Objective ▸ Please rewrite all the entries below, swapping "Point coordinates" for "Pixel coordinates" and keeping everything else unchanged. Leave the pictures out of your answer.

Extracted entries ▸
● ● ●

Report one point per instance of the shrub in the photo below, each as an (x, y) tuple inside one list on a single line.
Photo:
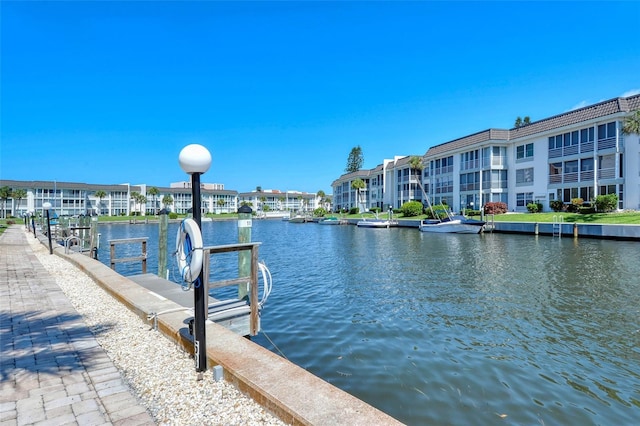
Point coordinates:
[(606, 203), (534, 207), (556, 205), (319, 212), (495, 208), (575, 205), (586, 210), (412, 208)]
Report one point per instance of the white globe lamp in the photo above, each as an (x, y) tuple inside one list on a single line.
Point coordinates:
[(194, 158)]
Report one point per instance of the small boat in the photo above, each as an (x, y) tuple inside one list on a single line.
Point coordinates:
[(374, 223), (377, 222), (455, 224), (298, 219), (331, 220)]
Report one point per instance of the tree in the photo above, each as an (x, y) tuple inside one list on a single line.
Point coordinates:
[(18, 195), (154, 192), (416, 166), (5, 194), (100, 194), (358, 185), (631, 124), (520, 122), (355, 160)]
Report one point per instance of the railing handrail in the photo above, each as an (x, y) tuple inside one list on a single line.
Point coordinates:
[(252, 278)]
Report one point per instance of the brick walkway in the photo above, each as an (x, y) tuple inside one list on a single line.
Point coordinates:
[(52, 370)]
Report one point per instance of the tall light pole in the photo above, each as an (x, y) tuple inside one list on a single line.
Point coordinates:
[(195, 160), (47, 206)]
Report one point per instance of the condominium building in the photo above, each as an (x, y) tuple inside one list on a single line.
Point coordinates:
[(578, 154), (69, 198)]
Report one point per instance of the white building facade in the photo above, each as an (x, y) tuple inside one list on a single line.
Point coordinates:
[(577, 154)]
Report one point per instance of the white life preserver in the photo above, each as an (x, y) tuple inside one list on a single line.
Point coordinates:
[(189, 250)]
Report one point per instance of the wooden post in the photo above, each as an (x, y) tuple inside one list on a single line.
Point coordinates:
[(162, 244), (144, 256), (253, 321), (94, 243), (112, 249), (244, 256)]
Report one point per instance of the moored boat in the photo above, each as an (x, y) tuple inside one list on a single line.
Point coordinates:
[(453, 224)]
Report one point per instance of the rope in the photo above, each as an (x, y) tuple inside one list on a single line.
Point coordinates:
[(274, 345)]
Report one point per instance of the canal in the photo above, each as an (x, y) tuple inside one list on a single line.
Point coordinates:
[(445, 328)]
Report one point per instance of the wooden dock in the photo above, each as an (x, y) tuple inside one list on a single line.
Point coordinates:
[(232, 314)]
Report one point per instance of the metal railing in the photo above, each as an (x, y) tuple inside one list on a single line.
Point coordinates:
[(252, 279)]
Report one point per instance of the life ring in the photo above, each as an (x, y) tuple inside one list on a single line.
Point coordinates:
[(189, 250)]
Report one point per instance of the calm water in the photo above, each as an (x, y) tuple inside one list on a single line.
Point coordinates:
[(449, 329)]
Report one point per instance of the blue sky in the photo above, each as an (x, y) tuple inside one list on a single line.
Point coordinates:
[(280, 92)]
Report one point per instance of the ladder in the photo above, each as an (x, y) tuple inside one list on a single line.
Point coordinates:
[(557, 226)]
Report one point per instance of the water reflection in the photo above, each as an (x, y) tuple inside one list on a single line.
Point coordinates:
[(453, 329)]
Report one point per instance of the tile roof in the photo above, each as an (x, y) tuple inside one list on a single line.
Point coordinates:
[(591, 112), (484, 136)]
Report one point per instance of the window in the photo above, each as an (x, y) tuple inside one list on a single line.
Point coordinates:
[(607, 131), (586, 164), (524, 176), (524, 198), (571, 166), (586, 135), (524, 151), (555, 169)]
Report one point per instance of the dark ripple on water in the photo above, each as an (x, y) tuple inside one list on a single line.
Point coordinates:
[(456, 329)]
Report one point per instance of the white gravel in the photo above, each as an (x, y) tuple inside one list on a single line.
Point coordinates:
[(161, 374)]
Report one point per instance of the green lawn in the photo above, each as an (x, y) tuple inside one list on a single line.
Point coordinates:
[(629, 218), (622, 218)]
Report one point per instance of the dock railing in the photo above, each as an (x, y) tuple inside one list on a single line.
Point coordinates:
[(254, 320)]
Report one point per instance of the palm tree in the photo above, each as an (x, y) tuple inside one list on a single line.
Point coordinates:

● ● ●

Answer to the task ▸
Report one point per instance of the shrub in the photo below, each as an (x, y) tuple inside one list on a single line.
Photo:
Pixel coordinates:
[(606, 203), (534, 207), (556, 205), (319, 212), (495, 208), (575, 205), (586, 210), (412, 208)]
Report one point per instance of the white globe lamp in the photo above, each as an (x, y) tuple inside one list on a single line.
Pixel coordinates:
[(194, 158)]
Report one point per instance of the small boat in the photo above, each as an (x, y) tuple inside one list on a single line.
Pixel coordinates:
[(374, 223), (377, 222), (455, 224), (298, 219), (331, 220)]
Report one point per instance of the tree in the photo above, each as an (x, y) tuple inside one list on a single line.
Pixel coordinates:
[(18, 195), (154, 192), (416, 166), (5, 194), (100, 194), (358, 185), (631, 124), (520, 122), (355, 160)]
Report one point per instance of the railing handrail in the photo above, each as an (x, y) tuple inside one list on a single line.
Pixel coordinates:
[(252, 278)]
Report one point per instance of the brick walkway in the photo above, each as an (x, y) tuple inside one list on a single line.
Pixel coordinates:
[(52, 370)]
Report one point per instance of the tall light pole in the photo above, each as an (x, y) tuple inside one list on a single line.
Pixel coordinates:
[(195, 160), (47, 206)]
Report one point per instance of the condominium building in the photo above, each as an (x, y) tuple inside one list on a single line.
Pixel coordinates:
[(578, 154), (69, 198)]
Report one point per instance of the white building facade in the photo above, each as an (x, y) tuple inside one list on a single line.
Pixel coordinates:
[(577, 154)]
Report one point per instance of the white life preserver in the photo above, each as an (x, y) tuple inside one list on a single line.
Pixel coordinates:
[(189, 250)]
Report one point per instance of the wooden post in the photo above, each as an (x, y) tuple inside one list on a single line.
Pixel coordinates:
[(162, 244), (144, 256), (253, 321), (94, 243), (112, 249), (244, 256)]
Report one point per instance of the moored boat in the photo above, each as an (x, y) tuple inside one list on a single line.
Pixel coordinates:
[(453, 224)]
Report one point per instance of the rope in the photo above, each as an (x, y) tuple inside one list on a single line.
Pixel coordinates:
[(274, 345)]
Report one point per instance of the canal in the photo above, each as an (x, y) tuple inside one list on a single line.
Pixel coordinates:
[(445, 328)]
Report one point per instance of the wooden dock in the photo above, each as an (x, y) tuple inside one list on a single line.
Pixel coordinates:
[(232, 314)]
Report one point per instance of the metal railing in the photo above, each as an (x, y) tuple inside one list on a single line.
Pixel coordinates:
[(252, 279)]
Report one point per instance of the life ring in the photo above, each as an (x, y) tuple inside one list on a single line.
Pixel coordinates:
[(189, 250)]
Report one point per instance of the calm water in the photo above, each as an (x, y) tuple inside one list on a single line.
Pixel coordinates:
[(449, 329)]
Report one point per instance of the blue sky in the photo above, each as an (x, y) tuple inside one list on a single line.
Pixel coordinates:
[(280, 92)]
Report one point per instance of the ladder in the photo above, each as an (x, y) tuple inside one list on a single line.
Pixel coordinates:
[(557, 226)]
Report one point per instance of the water reflection in the photo above, each as an (x, y) tuple inside one list on a single line.
Pixel coordinates:
[(453, 329)]
Report one point per instance of the tile roof in the photo above, each as an (x, y) tuple inside one list on a single line.
Pixel coordinates:
[(591, 112), (484, 136)]
Report one point per instance of the window in the photo above, each as an (x, y) tuple inside one list on a single line.
Pixel coordinates:
[(607, 131), (586, 164), (524, 176), (524, 198), (571, 166), (586, 135), (524, 151), (555, 169)]
Report one point per instance of the dark ripple on water in the photo above, each as an (x, y) tuple inside one list on a single line.
Pixel coordinates:
[(456, 329)]
Report one point per instance of the white gravel in the photo above, each as an (x, y) tuple inside one list on a single line.
Pixel coordinates:
[(161, 374)]
Report one point per instance of the green lawn in the photo above, each as an (x, y) tuple inside one list on a single line.
Pixel coordinates:
[(629, 218), (622, 218)]
Report one point per instance of the dock railing in the photo above, each as an (x, y) tuple inside one list on a single line.
Pixel coordinates:
[(254, 320)]
Report one point per instance of the palm tree in the photo above, each as an (x, y) tuple inside one list on a single line.
Pixel coordinates:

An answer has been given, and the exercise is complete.